## [GOAL]
Can you copy everything word for word from the line containing "indicate the pink sloper" down to the end of the records below?

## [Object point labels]
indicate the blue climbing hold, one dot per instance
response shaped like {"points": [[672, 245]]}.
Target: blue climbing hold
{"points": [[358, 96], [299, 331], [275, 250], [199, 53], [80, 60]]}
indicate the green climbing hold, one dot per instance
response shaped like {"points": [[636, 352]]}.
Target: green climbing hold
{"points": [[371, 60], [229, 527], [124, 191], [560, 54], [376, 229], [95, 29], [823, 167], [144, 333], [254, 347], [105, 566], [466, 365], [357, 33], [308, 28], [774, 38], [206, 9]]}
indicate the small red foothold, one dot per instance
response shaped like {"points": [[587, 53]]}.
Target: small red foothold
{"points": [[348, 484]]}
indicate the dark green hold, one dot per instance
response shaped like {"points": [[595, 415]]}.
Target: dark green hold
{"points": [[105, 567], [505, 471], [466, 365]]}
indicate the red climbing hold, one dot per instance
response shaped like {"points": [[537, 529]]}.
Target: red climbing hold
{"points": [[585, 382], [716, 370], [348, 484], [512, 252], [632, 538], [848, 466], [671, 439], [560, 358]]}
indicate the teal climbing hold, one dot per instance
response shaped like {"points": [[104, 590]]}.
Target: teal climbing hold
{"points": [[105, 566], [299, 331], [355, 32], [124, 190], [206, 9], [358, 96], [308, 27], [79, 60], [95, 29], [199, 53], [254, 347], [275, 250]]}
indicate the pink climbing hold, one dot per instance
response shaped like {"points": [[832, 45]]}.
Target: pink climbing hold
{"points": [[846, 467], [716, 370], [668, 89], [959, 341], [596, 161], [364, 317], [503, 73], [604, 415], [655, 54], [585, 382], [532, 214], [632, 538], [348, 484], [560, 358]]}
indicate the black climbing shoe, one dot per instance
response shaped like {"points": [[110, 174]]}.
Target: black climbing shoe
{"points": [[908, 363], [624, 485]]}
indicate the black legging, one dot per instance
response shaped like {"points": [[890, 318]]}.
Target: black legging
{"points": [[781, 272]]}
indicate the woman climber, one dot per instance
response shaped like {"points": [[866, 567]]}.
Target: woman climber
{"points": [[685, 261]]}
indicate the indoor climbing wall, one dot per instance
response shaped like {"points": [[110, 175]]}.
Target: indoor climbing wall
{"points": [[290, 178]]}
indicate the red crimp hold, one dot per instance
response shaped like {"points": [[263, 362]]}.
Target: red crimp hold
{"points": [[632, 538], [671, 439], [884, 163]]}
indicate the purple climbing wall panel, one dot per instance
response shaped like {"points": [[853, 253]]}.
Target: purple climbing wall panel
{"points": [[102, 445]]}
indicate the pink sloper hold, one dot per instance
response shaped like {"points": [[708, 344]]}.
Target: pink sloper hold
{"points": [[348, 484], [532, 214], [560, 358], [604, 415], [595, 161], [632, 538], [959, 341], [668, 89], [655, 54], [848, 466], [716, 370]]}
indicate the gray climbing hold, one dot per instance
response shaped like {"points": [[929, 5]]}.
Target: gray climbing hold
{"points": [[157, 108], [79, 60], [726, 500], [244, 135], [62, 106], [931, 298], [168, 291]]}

## [ANSWER IN FULL]
indicate the pink sloper hold, one dot per instance
response shaped like {"points": [[708, 344]]}.
Target: pink sloper hold
{"points": [[348, 484], [532, 214], [560, 358], [604, 415], [595, 161], [632, 538], [959, 341], [668, 89], [655, 54], [848, 466], [716, 370]]}
indicate the gray climbing hold, one dot per instance
response shaped like {"points": [[929, 5]]}.
Target: gray climbing hold
{"points": [[157, 108], [79, 60], [726, 500], [244, 135], [62, 106], [931, 298], [168, 291]]}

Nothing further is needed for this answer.